Stored data START
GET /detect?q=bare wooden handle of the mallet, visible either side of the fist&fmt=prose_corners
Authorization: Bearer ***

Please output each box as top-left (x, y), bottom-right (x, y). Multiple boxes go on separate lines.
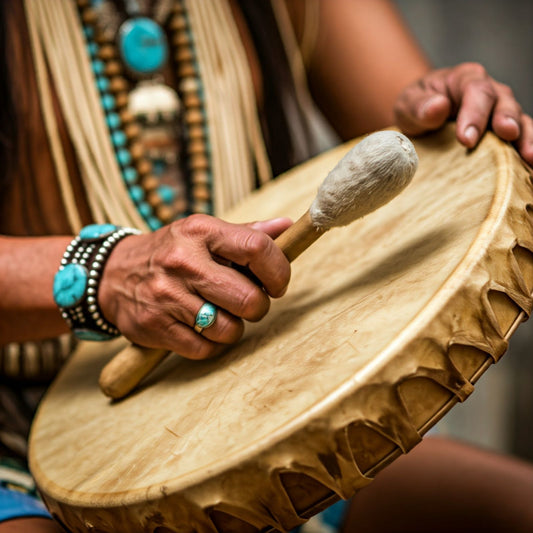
top-left (98, 211), bottom-right (318, 399)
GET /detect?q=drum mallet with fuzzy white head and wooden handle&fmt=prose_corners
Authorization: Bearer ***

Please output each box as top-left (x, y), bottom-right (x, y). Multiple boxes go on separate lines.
top-left (99, 130), bottom-right (418, 399)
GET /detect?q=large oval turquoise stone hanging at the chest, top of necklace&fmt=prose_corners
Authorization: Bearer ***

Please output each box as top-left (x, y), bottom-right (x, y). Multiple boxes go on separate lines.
top-left (118, 17), bottom-right (168, 75)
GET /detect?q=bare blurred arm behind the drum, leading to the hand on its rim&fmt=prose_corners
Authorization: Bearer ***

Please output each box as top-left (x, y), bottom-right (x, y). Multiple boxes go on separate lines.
top-left (302, 0), bottom-right (430, 139)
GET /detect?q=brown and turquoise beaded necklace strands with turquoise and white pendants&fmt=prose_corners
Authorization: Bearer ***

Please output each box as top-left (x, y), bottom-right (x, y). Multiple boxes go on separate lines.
top-left (77, 0), bottom-right (213, 229)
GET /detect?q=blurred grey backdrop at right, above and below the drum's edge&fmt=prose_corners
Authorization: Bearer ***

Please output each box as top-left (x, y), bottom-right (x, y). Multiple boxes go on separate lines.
top-left (394, 0), bottom-right (533, 461)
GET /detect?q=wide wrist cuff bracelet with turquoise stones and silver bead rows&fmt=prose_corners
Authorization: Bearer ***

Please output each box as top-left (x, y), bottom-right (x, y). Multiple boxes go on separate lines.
top-left (54, 224), bottom-right (141, 341)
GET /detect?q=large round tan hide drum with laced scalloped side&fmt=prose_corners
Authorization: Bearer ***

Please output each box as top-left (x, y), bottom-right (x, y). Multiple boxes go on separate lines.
top-left (31, 127), bottom-right (533, 531)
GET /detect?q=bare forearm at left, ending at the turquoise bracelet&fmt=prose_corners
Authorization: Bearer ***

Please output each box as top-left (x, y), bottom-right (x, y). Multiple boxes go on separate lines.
top-left (0, 236), bottom-right (72, 345)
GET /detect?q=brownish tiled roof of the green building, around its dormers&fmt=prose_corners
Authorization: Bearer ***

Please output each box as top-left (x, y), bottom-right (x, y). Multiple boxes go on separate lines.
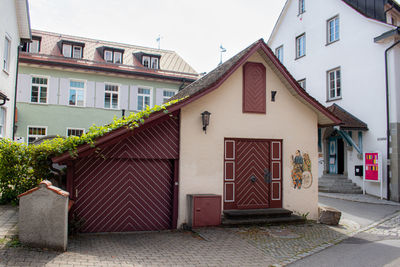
top-left (26, 30), bottom-right (197, 75)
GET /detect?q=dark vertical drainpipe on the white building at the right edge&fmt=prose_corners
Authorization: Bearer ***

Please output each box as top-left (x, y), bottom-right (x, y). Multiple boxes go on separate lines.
top-left (385, 40), bottom-right (400, 200)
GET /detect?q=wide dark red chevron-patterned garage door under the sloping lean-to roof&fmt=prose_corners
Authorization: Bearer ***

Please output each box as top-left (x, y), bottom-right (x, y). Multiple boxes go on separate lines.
top-left (74, 158), bottom-right (172, 232)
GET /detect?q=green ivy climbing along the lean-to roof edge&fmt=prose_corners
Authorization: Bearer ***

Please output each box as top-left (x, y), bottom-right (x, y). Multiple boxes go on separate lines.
top-left (0, 98), bottom-right (183, 204)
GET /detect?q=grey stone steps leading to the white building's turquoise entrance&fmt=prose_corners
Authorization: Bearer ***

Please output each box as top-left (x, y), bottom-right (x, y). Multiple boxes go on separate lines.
top-left (318, 174), bottom-right (362, 194)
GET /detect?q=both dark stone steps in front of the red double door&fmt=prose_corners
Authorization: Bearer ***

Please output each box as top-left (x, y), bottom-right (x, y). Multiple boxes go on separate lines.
top-left (222, 208), bottom-right (305, 226)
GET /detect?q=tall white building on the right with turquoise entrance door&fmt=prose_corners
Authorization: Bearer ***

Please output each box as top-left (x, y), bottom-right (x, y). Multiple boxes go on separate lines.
top-left (268, 0), bottom-right (400, 201)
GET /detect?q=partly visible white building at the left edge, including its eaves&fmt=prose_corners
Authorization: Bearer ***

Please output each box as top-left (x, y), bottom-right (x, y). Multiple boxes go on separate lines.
top-left (0, 0), bottom-right (31, 138)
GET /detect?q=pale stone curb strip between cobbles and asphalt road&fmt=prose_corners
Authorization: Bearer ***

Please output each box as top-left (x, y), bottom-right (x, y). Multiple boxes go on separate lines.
top-left (272, 211), bottom-right (400, 267)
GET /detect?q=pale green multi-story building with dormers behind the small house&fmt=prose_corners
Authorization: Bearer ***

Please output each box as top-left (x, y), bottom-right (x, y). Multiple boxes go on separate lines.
top-left (16, 30), bottom-right (198, 143)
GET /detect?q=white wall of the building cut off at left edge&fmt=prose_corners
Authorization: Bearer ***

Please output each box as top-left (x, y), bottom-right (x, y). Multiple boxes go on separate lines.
top-left (0, 0), bottom-right (20, 138)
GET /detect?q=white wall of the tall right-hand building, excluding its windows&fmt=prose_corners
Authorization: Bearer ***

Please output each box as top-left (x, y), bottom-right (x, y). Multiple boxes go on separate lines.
top-left (268, 0), bottom-right (392, 198)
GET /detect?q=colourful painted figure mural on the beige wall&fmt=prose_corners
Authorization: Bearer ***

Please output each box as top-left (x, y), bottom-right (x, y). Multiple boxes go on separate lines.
top-left (292, 150), bottom-right (312, 189)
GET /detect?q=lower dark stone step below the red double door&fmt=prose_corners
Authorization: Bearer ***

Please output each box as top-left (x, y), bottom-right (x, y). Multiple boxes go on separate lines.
top-left (222, 215), bottom-right (306, 226)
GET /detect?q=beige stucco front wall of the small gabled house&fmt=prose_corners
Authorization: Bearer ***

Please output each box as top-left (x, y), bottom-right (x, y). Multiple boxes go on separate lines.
top-left (178, 50), bottom-right (318, 227)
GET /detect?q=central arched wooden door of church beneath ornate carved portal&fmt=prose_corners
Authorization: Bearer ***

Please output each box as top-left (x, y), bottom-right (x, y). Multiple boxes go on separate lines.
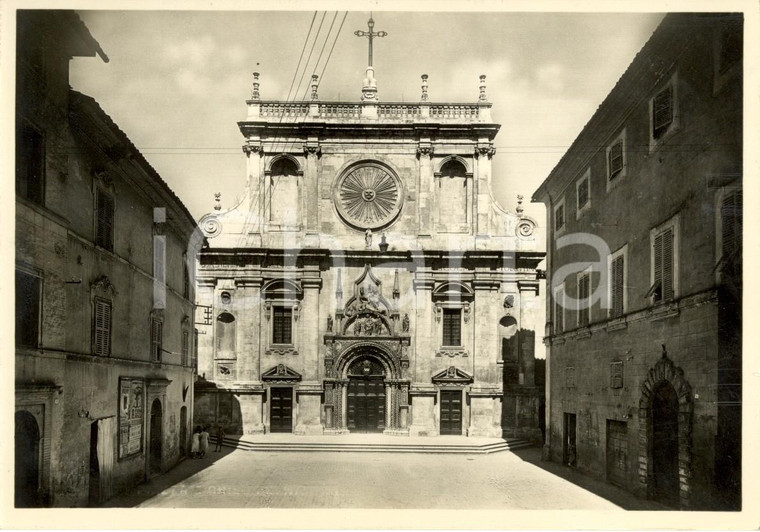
top-left (347, 356), bottom-right (385, 432)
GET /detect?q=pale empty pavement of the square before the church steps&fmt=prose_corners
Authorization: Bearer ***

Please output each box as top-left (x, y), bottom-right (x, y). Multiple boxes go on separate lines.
top-left (107, 448), bottom-right (662, 510)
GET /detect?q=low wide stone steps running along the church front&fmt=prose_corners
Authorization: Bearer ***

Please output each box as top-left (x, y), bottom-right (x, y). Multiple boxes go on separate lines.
top-left (211, 436), bottom-right (533, 454)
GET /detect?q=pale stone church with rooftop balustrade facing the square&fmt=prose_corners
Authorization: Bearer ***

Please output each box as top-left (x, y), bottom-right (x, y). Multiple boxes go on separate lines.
top-left (195, 20), bottom-right (544, 440)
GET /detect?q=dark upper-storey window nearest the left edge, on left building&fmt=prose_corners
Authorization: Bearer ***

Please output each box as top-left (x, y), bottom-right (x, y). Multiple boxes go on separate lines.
top-left (16, 118), bottom-right (45, 205)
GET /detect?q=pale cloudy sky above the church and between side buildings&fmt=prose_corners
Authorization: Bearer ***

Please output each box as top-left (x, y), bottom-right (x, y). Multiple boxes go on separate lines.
top-left (70, 10), bottom-right (663, 226)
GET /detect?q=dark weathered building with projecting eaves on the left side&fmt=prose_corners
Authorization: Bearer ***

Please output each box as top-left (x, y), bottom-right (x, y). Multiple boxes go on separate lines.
top-left (15, 10), bottom-right (200, 507)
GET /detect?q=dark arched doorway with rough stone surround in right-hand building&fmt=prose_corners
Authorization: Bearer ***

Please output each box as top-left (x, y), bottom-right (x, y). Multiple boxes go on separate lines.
top-left (652, 381), bottom-right (680, 505)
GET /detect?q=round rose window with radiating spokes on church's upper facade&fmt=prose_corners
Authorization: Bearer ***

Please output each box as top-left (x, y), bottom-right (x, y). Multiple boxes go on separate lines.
top-left (336, 163), bottom-right (402, 229)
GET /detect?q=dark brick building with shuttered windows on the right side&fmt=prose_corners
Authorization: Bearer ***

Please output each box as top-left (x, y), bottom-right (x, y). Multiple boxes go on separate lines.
top-left (533, 14), bottom-right (743, 509)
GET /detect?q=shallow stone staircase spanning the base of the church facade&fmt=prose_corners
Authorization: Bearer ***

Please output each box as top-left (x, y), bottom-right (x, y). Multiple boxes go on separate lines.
top-left (211, 434), bottom-right (533, 454)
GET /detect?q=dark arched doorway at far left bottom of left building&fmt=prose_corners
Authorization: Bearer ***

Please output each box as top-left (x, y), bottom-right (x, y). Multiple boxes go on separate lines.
top-left (15, 410), bottom-right (41, 508)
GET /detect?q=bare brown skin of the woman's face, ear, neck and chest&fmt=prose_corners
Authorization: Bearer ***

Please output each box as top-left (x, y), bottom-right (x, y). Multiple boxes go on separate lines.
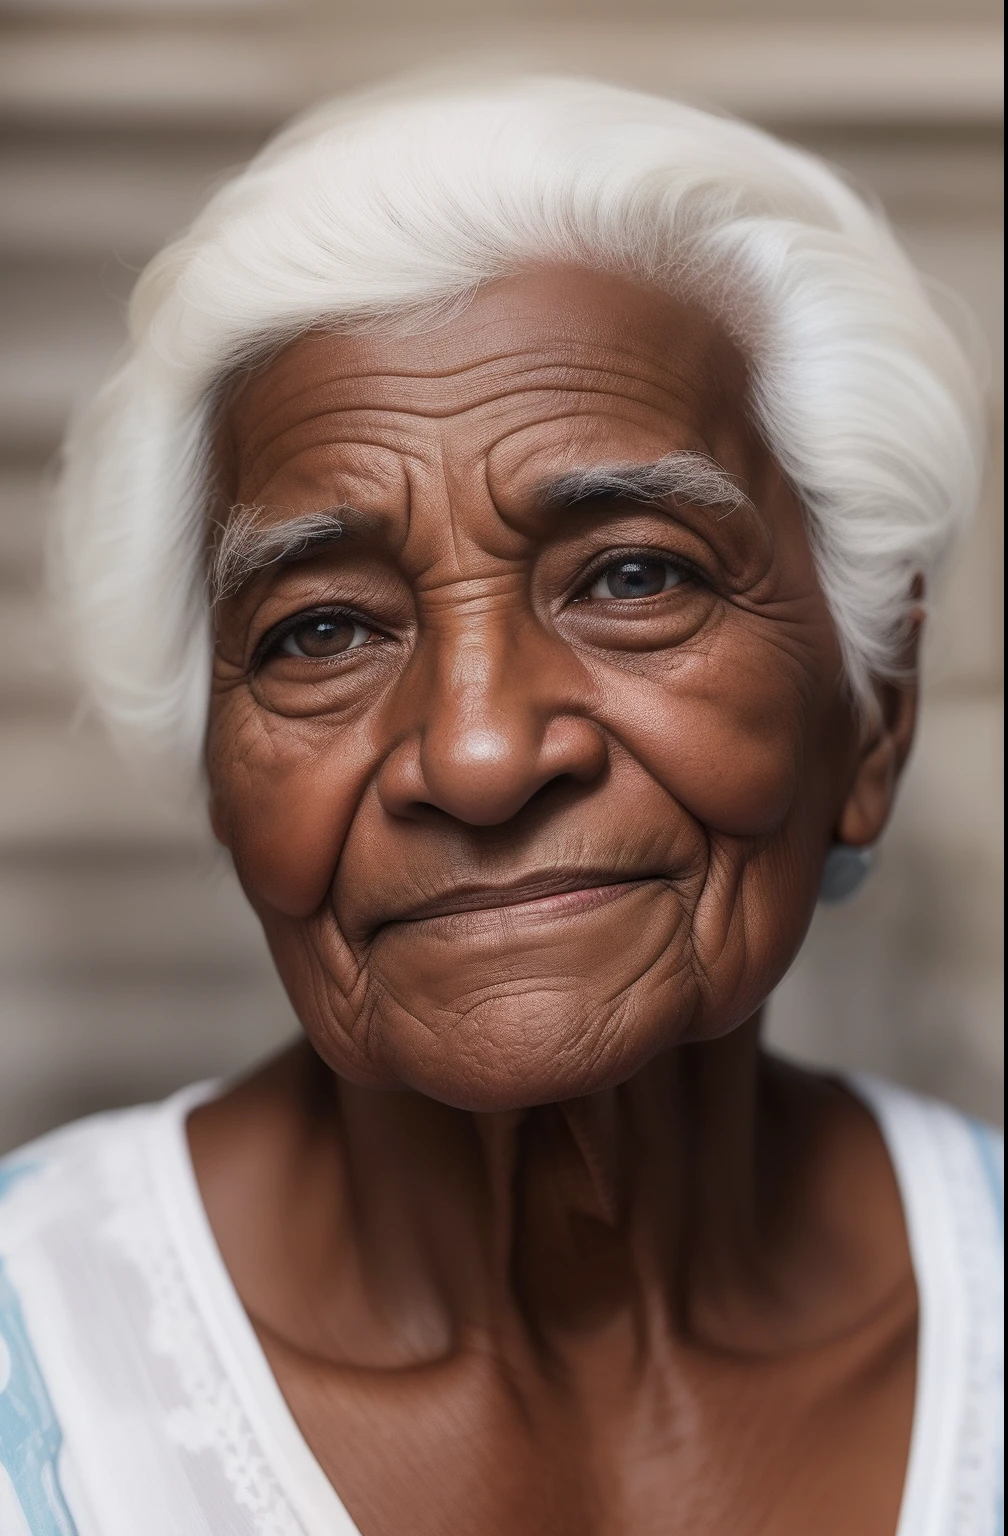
top-left (189, 270), bottom-right (916, 1536)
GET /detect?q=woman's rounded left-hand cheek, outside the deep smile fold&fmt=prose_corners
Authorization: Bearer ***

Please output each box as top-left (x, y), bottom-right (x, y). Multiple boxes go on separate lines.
top-left (207, 699), bottom-right (373, 919)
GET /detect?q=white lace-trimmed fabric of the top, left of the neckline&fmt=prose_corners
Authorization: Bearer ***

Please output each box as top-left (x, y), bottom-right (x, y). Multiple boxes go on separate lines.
top-left (0, 1092), bottom-right (355, 1536)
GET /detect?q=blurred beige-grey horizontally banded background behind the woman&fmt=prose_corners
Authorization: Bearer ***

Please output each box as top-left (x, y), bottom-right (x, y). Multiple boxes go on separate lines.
top-left (0, 0), bottom-right (1003, 1150)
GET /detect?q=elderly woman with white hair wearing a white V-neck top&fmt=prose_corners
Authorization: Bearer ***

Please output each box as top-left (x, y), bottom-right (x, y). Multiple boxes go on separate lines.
top-left (0, 80), bottom-right (1000, 1536)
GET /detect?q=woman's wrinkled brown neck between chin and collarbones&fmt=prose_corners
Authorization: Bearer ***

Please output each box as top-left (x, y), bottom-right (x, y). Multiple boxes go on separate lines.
top-left (191, 1015), bottom-right (835, 1364)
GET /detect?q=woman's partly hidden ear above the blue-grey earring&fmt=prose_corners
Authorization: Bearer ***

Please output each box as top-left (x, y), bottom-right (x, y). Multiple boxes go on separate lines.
top-left (836, 578), bottom-right (923, 848)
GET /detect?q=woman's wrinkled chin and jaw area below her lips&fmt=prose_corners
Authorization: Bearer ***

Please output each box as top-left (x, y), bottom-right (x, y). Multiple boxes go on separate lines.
top-left (272, 888), bottom-right (734, 1112)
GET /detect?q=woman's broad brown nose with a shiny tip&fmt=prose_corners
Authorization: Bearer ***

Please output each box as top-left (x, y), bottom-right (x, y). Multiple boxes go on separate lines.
top-left (378, 619), bottom-right (608, 826)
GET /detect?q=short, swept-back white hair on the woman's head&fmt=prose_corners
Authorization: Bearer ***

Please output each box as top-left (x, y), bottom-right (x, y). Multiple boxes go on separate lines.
top-left (55, 77), bottom-right (982, 783)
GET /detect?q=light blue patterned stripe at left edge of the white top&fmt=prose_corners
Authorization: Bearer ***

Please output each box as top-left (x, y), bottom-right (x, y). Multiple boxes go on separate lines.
top-left (0, 1164), bottom-right (77, 1536)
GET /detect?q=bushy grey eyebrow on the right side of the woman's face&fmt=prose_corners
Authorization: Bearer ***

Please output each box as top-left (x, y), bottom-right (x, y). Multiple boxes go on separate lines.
top-left (539, 452), bottom-right (753, 516)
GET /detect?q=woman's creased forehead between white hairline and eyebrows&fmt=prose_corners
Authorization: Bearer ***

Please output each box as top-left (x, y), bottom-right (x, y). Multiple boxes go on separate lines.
top-left (223, 269), bottom-right (753, 501)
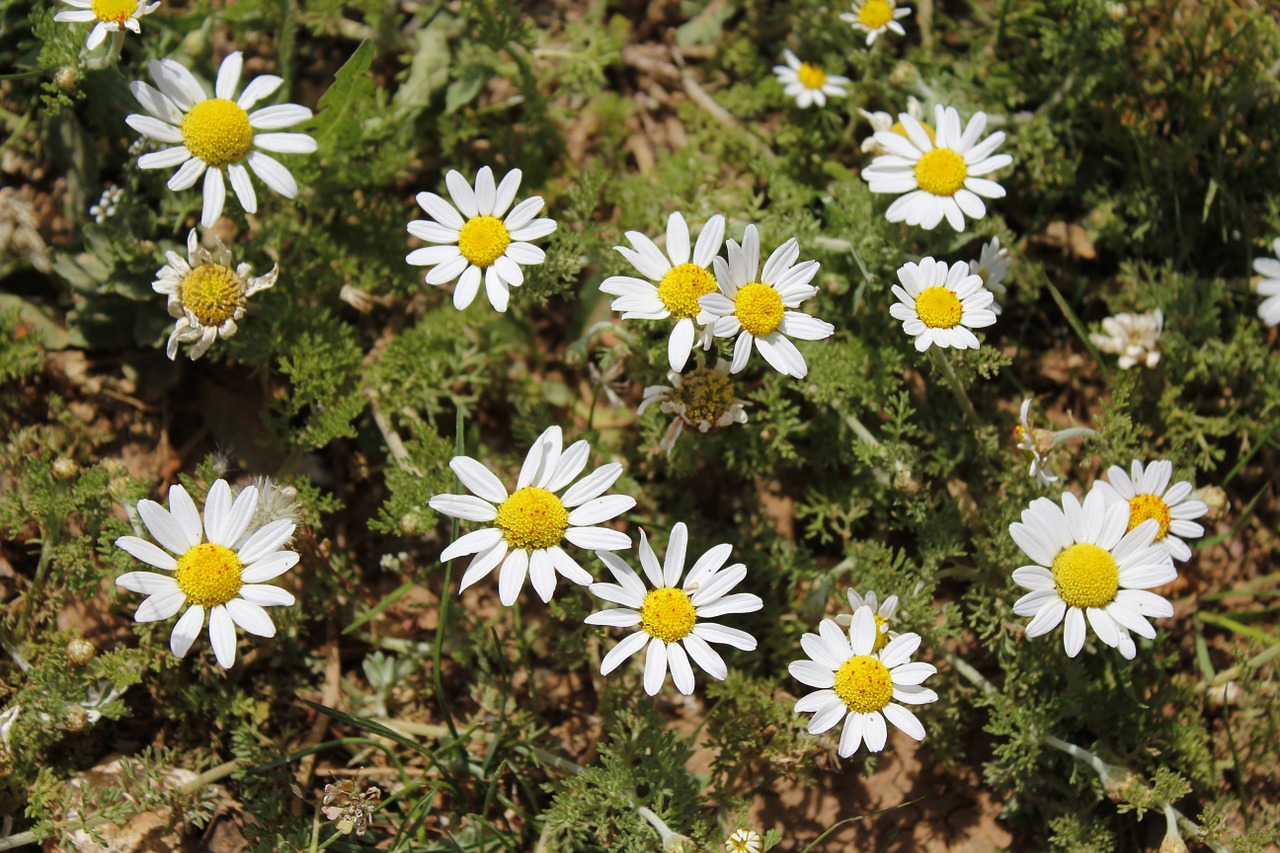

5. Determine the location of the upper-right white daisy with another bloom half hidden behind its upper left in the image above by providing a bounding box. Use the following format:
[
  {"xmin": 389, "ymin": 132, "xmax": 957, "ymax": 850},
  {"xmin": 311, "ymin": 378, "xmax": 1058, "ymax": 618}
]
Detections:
[{"xmin": 863, "ymin": 104, "xmax": 1014, "ymax": 231}]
Stored data END
Work to be completed ▸ Every line above that holds the word "partly" needs to be copied.

Answer to the problem ▸
GET /detect?q=partly visible white building at the left edge, including its eaves&fmt=prose_corners
GET /detect?q=woman's partly hidden ear above the blue-grey earring&fmt=prose_corners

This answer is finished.